> Do this: Rewrite everything from the line containing "the eye as a single dot per instance." down to the end of the material, including the requests, with each point coordinate in the answers multiplied by 1.6 and rounded to a whole number, halves rounded up. Keep the requests and their format samples unchanged.

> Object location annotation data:
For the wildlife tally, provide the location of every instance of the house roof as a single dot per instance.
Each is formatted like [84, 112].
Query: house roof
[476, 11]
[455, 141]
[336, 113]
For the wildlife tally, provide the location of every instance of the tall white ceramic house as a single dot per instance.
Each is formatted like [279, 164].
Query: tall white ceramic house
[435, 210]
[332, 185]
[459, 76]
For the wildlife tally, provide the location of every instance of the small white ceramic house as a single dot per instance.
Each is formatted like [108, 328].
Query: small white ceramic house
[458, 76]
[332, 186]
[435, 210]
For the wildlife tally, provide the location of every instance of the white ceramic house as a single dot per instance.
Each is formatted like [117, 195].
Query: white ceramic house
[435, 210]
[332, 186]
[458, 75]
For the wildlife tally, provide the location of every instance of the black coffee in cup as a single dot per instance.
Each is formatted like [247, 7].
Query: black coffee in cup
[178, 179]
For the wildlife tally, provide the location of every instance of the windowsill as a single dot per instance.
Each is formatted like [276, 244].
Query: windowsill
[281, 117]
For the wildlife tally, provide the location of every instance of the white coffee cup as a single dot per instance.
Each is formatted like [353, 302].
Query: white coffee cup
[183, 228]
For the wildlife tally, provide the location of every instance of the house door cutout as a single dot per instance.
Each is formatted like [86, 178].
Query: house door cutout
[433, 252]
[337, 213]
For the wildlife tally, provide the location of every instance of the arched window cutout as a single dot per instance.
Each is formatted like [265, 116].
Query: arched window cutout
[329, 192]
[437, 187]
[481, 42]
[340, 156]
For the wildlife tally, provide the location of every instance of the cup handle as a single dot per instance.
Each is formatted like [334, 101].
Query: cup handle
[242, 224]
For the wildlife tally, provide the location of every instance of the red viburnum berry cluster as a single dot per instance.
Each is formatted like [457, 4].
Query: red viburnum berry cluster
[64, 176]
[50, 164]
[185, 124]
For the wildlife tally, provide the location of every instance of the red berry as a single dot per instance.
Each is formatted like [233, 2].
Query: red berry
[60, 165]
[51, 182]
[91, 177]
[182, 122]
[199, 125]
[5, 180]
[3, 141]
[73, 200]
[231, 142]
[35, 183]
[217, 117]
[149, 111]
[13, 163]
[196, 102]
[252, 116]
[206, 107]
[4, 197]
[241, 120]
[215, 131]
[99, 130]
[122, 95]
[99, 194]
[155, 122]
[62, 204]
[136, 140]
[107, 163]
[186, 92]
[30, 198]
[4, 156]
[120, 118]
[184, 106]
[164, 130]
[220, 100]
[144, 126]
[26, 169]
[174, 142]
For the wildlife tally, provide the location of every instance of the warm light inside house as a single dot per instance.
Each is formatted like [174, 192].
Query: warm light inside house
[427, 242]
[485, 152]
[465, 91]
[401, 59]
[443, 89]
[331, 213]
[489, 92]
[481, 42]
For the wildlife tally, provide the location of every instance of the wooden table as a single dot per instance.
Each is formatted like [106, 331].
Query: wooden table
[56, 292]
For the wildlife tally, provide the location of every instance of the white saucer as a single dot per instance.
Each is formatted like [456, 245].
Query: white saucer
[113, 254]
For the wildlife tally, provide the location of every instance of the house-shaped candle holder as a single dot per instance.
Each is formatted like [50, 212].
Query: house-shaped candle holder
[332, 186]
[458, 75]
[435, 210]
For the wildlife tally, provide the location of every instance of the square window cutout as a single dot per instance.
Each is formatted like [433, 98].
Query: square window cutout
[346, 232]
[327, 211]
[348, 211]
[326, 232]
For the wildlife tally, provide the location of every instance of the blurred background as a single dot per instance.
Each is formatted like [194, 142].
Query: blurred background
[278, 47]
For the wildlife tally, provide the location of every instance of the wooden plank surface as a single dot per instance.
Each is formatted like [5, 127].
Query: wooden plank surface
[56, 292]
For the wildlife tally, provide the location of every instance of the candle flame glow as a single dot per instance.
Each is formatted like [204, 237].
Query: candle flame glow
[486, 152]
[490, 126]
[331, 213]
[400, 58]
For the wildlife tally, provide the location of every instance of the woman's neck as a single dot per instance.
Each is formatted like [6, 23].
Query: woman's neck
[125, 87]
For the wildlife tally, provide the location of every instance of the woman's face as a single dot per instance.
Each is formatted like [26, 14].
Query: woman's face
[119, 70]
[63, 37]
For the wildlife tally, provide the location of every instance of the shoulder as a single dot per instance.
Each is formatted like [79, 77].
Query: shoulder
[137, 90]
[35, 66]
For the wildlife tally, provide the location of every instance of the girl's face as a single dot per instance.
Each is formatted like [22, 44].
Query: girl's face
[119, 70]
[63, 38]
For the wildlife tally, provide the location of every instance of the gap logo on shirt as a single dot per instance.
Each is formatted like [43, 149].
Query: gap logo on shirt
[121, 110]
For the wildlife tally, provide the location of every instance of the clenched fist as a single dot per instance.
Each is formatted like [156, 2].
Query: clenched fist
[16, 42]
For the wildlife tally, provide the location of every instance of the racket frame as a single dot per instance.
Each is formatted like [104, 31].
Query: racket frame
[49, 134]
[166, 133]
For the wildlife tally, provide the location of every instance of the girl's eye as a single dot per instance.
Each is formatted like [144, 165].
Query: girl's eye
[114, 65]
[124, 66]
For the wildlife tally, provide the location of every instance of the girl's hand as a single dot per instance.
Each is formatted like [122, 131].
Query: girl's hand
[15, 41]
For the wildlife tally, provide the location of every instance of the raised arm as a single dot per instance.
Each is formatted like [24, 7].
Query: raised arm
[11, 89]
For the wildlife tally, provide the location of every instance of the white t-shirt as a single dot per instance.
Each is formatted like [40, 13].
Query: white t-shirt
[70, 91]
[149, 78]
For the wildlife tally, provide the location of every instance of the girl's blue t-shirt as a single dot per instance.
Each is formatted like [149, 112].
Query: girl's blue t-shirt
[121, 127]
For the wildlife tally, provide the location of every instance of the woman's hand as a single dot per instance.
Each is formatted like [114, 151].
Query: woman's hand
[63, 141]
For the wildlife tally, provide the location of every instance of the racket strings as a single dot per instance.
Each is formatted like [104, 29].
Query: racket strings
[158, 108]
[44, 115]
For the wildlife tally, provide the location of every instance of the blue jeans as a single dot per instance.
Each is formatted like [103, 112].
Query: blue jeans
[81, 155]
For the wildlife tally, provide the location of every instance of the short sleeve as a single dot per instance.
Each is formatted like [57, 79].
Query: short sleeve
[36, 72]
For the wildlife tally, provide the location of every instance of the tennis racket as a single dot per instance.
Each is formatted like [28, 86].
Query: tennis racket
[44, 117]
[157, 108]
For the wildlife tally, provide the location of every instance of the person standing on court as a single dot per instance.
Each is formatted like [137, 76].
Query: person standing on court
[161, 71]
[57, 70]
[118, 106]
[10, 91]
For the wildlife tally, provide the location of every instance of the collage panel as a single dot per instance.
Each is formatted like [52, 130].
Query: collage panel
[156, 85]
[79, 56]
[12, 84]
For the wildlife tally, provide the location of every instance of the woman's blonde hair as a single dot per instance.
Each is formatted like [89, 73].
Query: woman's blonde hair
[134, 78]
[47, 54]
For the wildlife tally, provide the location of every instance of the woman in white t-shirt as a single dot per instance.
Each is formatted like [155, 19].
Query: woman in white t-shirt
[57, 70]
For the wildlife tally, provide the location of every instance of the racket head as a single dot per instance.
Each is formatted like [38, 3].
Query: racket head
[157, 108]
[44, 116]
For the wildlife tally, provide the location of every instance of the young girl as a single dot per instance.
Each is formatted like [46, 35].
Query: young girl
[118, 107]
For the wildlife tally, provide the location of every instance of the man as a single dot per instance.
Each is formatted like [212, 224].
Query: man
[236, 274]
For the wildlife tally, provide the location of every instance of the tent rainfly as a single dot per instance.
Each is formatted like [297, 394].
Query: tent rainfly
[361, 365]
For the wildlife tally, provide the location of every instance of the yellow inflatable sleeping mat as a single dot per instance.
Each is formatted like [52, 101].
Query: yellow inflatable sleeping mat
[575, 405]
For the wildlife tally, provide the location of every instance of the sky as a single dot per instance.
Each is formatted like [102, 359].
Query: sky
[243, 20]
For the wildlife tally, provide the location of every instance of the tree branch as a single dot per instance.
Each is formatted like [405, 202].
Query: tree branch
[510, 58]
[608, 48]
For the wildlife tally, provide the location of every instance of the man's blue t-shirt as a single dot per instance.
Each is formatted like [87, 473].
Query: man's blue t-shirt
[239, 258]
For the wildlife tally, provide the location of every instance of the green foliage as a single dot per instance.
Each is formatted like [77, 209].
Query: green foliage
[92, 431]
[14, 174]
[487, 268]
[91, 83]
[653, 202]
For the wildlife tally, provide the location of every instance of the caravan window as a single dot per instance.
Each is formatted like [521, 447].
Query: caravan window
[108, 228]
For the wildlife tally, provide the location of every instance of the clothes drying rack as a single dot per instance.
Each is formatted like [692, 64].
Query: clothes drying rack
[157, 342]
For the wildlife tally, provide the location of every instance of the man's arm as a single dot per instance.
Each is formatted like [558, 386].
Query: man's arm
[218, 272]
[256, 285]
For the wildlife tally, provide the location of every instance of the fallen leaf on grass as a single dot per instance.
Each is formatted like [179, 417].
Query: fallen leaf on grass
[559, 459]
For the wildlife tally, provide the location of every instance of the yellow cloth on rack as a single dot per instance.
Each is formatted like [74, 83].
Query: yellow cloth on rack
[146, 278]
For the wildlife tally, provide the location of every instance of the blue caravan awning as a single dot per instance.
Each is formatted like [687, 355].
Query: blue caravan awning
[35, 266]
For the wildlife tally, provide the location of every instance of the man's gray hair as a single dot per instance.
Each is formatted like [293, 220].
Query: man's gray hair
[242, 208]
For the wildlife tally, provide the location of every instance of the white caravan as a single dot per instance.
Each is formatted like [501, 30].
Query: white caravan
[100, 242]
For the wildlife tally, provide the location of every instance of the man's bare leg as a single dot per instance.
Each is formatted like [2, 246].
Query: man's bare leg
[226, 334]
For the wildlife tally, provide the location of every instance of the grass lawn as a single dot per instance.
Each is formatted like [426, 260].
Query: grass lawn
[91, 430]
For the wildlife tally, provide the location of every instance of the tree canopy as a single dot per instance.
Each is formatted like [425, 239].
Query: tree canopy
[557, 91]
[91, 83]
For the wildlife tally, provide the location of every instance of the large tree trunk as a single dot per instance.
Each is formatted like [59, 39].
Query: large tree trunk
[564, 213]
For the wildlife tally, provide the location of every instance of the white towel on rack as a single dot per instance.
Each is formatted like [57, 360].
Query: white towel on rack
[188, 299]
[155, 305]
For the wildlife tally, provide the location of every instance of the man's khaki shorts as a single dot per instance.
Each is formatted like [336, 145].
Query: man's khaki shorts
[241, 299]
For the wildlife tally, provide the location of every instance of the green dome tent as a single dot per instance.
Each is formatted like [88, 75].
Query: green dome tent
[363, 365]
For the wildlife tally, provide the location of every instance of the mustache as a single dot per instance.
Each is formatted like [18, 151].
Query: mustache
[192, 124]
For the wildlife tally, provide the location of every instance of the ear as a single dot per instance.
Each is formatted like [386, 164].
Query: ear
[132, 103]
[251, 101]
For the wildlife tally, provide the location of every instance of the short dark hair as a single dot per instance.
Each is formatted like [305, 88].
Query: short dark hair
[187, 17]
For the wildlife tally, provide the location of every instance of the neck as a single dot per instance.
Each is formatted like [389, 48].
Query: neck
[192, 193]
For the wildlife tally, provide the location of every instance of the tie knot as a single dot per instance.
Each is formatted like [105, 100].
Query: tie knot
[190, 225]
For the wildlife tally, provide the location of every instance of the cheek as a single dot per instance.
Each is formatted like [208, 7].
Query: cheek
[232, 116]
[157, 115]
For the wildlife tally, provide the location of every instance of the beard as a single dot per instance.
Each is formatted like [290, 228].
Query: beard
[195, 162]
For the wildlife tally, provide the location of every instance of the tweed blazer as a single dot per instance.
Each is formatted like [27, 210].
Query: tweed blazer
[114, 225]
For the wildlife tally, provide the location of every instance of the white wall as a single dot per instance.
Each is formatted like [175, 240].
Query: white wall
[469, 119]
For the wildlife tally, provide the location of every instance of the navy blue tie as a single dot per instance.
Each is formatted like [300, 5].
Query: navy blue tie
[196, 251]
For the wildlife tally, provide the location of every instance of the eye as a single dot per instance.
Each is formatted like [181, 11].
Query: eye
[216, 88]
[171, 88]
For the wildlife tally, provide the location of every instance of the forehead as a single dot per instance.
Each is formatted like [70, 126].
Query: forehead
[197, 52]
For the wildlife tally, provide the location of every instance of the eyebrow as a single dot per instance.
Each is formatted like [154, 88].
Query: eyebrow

> Result of this task:
For the wildlife tally, provide the location of every instance of the eye as a single dot per instance.
Each is formatted like [181, 11].
Query: eye
[346, 141]
[274, 141]
For the wildlife tally, provide the location of every instance of the forehead as a single dot per instance.
Each is formatted like [70, 126].
Query: forehead
[315, 83]
For the wildlife tally, provide the location of every instance of the eyebrow as a single dot per instance.
Each is formatted like [154, 88].
Query: eyebrow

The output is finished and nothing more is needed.